Exercise directions: Every word of the listing must be returned. Retype it exactly.

== Dataset content ==

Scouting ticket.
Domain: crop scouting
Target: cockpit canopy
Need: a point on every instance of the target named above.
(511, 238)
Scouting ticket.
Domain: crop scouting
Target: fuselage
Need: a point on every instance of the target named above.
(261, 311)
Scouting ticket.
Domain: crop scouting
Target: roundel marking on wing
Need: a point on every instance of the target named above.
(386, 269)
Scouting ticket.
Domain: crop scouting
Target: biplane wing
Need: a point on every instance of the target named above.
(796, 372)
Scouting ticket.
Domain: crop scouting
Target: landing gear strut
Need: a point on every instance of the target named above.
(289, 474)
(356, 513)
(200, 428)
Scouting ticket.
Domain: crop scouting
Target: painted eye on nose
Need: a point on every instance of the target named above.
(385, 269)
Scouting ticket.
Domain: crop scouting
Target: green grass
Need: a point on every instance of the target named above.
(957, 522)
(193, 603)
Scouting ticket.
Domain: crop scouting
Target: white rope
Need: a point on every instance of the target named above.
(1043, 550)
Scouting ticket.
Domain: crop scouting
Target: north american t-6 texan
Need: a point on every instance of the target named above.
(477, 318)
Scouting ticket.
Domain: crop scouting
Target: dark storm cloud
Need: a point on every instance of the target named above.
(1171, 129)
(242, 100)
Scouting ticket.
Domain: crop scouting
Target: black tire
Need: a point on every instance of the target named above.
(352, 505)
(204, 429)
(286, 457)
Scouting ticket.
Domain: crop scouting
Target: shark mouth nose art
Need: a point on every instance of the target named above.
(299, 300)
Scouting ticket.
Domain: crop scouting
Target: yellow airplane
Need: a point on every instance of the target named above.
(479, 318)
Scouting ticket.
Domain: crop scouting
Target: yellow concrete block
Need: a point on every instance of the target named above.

===

Final answer:
Scouting ticket.
Domain: crop scouting
Target: cockpit canopy
Need: a point on every instance of the target named above.
(511, 238)
Scouting ticket.
Domain: crop scouting
Target: fuselage
Need: a point on every instance of the target named above.
(261, 311)
Scouting ticket.
Domain: crop scouting
Target: roundel marking on wing
Need: a point on every instance of the target named above.
(386, 269)
Scouting ticket.
Domain: crop scouting
Target: biplane wing
Need: a point on every instance of the target named above.
(796, 372)
Scouting ticket.
Domain: crop scouting
Target: landing gear strut
Need: a point on every instance of the target named above.
(289, 474)
(356, 513)
(200, 428)
Scouting ticket.
Domain: crop scouting
Target: painted eye on nose
Need: a point on every instance of the target named above.
(385, 269)
Scouting ticket.
Domain: crop scouting
Target: green grass
Need: a point on every instance of the target named above.
(957, 522)
(193, 603)
Scouting ticket.
Domain: crop scouting
Target: white rope
Need: a point on every instance of the target named above.
(1043, 550)
Scouting ticket.
Domain: crop scouting
Target: north american t-6 texan
Need: a point on every instance of the target named above.
(477, 318)
Scouting ticket.
Domain: crop scouting
Target: dark storm cloud
Need: a point on every instance of the target named above.
(1171, 129)
(242, 100)
Scouting ticket.
Domain: crop scouting
Target: black tire
Need: a point on every instance of the target named above.
(352, 505)
(204, 429)
(286, 457)
Scouting ticket.
Domain: crop scouting
Target: shark mouth nose art
Need: a point on every instance of the target named above.
(299, 300)
Scouting ticket.
Domain: crop scouting
Target: yellow airplane
Need: a point on every instance of the target named above.
(479, 318)
Scouting ticket.
Domain: crop scouting
Target: yellow concrete block
Need: a point on every instance of the target named above.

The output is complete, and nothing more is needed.